-- START Text provided --

[PATCH v3 0/4] Improved seccomp logging

Kees Cook keescook at chromium.org
Tue Apr 11 04:03:22 UTC 2017


On Mon, Apr 10, 2017 at 8:57 AM, Andy Lutomirski <luto at kernel.org> wrote:
> On Fri, Apr 7, 2017 at 3:16 PM, Tyler Hicks <tyhicks at canonical.com> wrote:
>> On 02/22/2017 12:46 PM, Kees Cook wrote:
>>> On Thu, Feb 16, 2017 at 3:29 PM, Kees Cook <keescook at chromium.org> wrote:
>>>> On Wed, Feb 15, 2017 at 7:24 PM, Andy Lutomirski <luto at amacapital.net> wrote:
>>>>> On Mon, Feb 13, 2017 at 7:45 PM, Tyler Hicks <tyhicks at canonical.com> wrote:
>>>>>> This patch set is the third revision of the following two previously
>>>>>> submitted patch sets:
>>>>>>
>>>>>> v1: http://lkml.kernel.org/r/1483375990-14948-1-git-send-email-tyhicks@canonical.com
>>>>>> v1: http://lkml.kernel.org/r/1483377999-15019-2-git-send-email-tyhicks@canonical.com
>>>>>>
>>>>>> v2: http://lkml.kernel.org/r/1486100262-32391-1-git-send-email-tyhicks@canonical.com
>>>>>>
>>>>>> The patch set aims to address some known deficiencies in seccomp's current
>>>>>> logging capabilities:
>>>>>>
>>>>>>   1. Inability to log all filter actions.
>>>>>>   2. Inability to selectively enable filtering; e.g. devs want noisy logging,
>>>>>>      users want relative quiet.
>>>>>>   3. Consistent behavior with audit enabled and disabled.
>>>>>>   4. Inability to easily develop a filter due to the lack of a
>>>>>>      permissive/complain mode.
>>>>>
>>>>> I think I dislike this, but I think my dislikes may be fixable with
>>>>> minor changes.
>>>>>
>>>>> What I dislike is that this mixes app-specific built-in configuration
>>>>> (seccomp) with global privileged stuff (audit).  The result is a
>>>>> potentially difficult to use situation in which you need to modify an
>>>>> app to make it loggable (using RET_LOG) and then fiddle with
>>>>> privileged config (auditctl, etc) to actually see the logs.

-- END Text provided --
-- START Data section --

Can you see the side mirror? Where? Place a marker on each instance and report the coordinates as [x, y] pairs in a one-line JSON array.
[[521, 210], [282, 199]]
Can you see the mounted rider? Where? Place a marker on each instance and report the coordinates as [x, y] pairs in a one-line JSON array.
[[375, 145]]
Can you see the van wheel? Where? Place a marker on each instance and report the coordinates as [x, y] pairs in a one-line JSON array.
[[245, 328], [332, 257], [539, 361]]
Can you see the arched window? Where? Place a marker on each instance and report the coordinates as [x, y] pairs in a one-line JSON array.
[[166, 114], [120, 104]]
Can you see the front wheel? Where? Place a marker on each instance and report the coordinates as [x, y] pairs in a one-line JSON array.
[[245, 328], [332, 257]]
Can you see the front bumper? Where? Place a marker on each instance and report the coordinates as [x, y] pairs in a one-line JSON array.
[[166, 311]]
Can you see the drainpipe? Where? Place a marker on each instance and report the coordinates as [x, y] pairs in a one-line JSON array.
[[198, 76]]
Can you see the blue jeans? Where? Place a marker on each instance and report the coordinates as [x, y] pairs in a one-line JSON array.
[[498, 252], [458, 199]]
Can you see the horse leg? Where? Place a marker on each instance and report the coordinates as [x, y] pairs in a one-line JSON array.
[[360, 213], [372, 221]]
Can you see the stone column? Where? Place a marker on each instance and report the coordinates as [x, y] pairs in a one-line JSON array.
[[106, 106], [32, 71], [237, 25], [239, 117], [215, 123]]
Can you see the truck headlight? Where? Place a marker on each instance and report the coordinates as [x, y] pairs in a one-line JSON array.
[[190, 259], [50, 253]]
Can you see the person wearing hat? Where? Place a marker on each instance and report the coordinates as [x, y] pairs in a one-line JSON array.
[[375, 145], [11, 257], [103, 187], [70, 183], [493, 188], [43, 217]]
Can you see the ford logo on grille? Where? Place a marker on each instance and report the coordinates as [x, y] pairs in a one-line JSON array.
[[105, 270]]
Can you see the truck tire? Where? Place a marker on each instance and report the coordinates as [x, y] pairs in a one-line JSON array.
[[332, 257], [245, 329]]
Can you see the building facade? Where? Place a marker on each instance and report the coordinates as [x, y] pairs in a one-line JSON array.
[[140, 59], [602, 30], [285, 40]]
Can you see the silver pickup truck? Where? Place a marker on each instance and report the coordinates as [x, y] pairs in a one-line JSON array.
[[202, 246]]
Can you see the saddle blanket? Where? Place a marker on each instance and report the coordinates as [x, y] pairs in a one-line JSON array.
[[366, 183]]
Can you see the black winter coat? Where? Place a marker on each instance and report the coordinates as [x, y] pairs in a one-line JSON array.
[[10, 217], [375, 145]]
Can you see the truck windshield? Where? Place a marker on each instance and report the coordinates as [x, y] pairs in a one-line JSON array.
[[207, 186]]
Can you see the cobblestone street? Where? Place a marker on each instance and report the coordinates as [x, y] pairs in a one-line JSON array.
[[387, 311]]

-- END Data section --
-- START Data section --

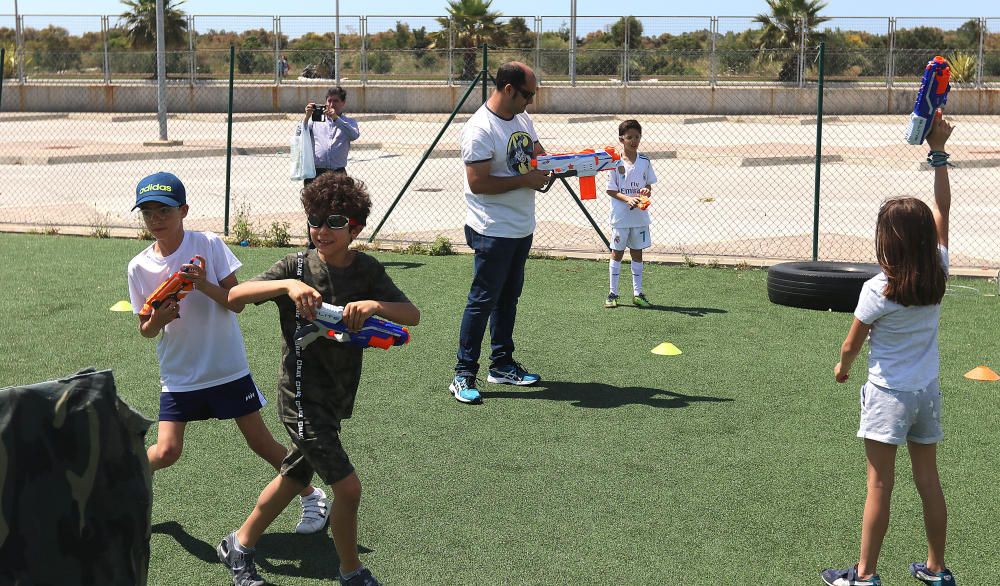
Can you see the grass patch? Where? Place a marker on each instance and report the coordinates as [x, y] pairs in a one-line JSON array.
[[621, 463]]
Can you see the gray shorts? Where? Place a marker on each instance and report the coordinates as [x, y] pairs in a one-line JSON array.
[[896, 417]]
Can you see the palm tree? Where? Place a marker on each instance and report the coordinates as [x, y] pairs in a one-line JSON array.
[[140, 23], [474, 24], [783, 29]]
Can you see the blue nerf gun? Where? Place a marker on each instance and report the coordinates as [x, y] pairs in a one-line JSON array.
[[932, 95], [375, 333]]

-- END Data section --

# What to work on
(1) Decide whether each statement below agrees with the seccomp logging thread: (a) the patch set is the third revision of earlier submissions; (b) Andy Lutomirski considers his objections impossible to resolve; (c) Andy Lutomirski objects that the patches mix app-specific configuration with global privileged settings. For each, answer yes or no and quote the words of the thread that decide it.
(2) Proceed with the seccomp logging thread, writing on from its final sentence.
The entries above are separate material, unrelated to the seccomp logging thread.

# Outputs by task
(1)
(a) Yes: "This patch set is the third revision of the following two previously"
(b) No: "I think my dislikes may be fixable with"
(c) Yes: "What I dislike is that this mixes app-specific built-in configuration"

(2)
>>>>
>>>> You make a good point about RET_LOG vs log_max_action. I think making
>>>> RET_LOG the default value would work for 99% of the cases.
>>>
>>> Actually, I take this back: making "log" the default means that
>>> everything else gets logged too, include "expected" return values like
>>> errno, trap, etc. I think that would be extremely noisy as a default
>>> (for upstream or Ubuntu).
>>>
>>> Perhaps RET_LOG should unconditionally log? Or maybe the logged
>>> actions should be a bit field instead of a single value? Then the
>>> default could be "RET_KILL and RET_LOG", but an admin could switch it
>>> to just RET_KILL, or even nothing at all? Hmmm...
>>
>> Hi Kees - my apologies for going quiet on this topic after we spoke
>> about it more in IRC. I needed to tend to other work but now I'm able to
>> return to this seccomp logging patch set.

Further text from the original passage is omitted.